BEGIN

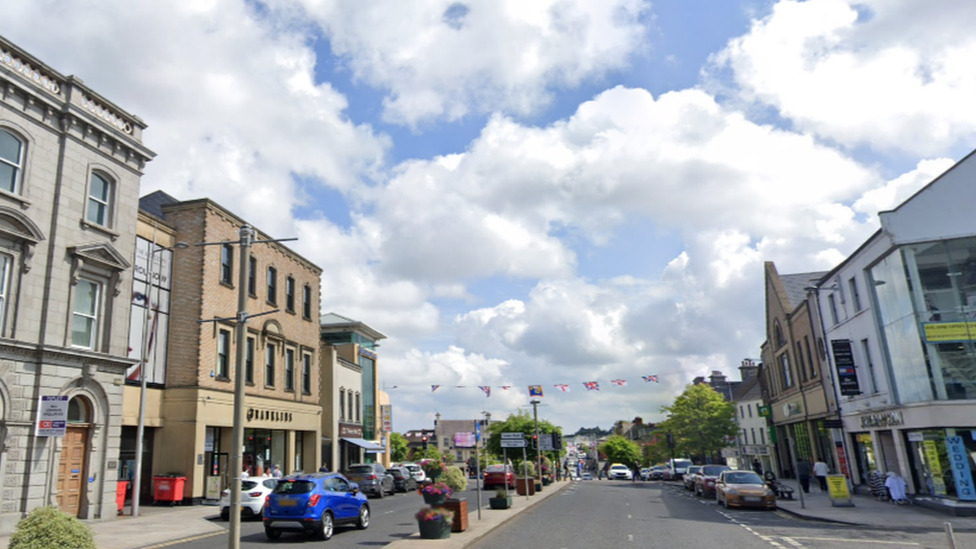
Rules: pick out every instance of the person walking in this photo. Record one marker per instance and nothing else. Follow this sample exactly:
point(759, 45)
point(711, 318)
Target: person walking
point(803, 474)
point(820, 470)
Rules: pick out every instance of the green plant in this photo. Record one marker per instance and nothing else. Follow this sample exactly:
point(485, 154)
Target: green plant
point(434, 513)
point(49, 528)
point(456, 479)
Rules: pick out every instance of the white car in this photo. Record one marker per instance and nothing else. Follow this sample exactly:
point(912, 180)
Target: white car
point(620, 472)
point(254, 491)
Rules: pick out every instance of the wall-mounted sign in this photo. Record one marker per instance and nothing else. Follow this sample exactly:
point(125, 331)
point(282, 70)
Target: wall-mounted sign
point(844, 362)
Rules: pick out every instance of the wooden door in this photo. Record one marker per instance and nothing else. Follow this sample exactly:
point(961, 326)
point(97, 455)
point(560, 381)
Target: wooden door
point(71, 469)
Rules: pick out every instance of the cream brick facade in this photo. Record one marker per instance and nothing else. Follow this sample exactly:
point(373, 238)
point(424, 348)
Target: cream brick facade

END

### What you will do:
Write out each line again, exactly as it appears above, except for any picture.

### Response to this task:
Rules: pick out every instance of the person walking in this photo. Record one marker per instance and nothing else. Follow this sample exactly:
point(759, 45)
point(711, 318)
Target: person walking
point(803, 474)
point(820, 470)
Rules: pick out every instance of the green plant in this photo. Record one marker per instance and nothing else. Follow this sample exactly:
point(485, 154)
Target: green plant
point(434, 513)
point(49, 528)
point(456, 479)
Rules: pick out every instance of the white car in this photo. Record one marker per instance and nothing else. Follow this sample exactly:
point(912, 180)
Target: white car
point(620, 472)
point(254, 491)
Rules: pick out every instance of the wall-mounted sign in this photo. Record one marker per instance and nothing else. Follow this sample exactly:
point(125, 331)
point(282, 70)
Target: wall-mounted sign
point(844, 362)
Rules: pick out every instance of the wooden door in this photo. Record one marker per instance and nothing else. Follow this sample exactly:
point(961, 326)
point(97, 455)
point(560, 381)
Target: wooden door
point(71, 469)
Rules: pick out every instance of the cream brick facade in this photo. Record one marker per instance and nothing else. Follow this sample exactly:
point(373, 238)
point(424, 348)
Target: cream brick facade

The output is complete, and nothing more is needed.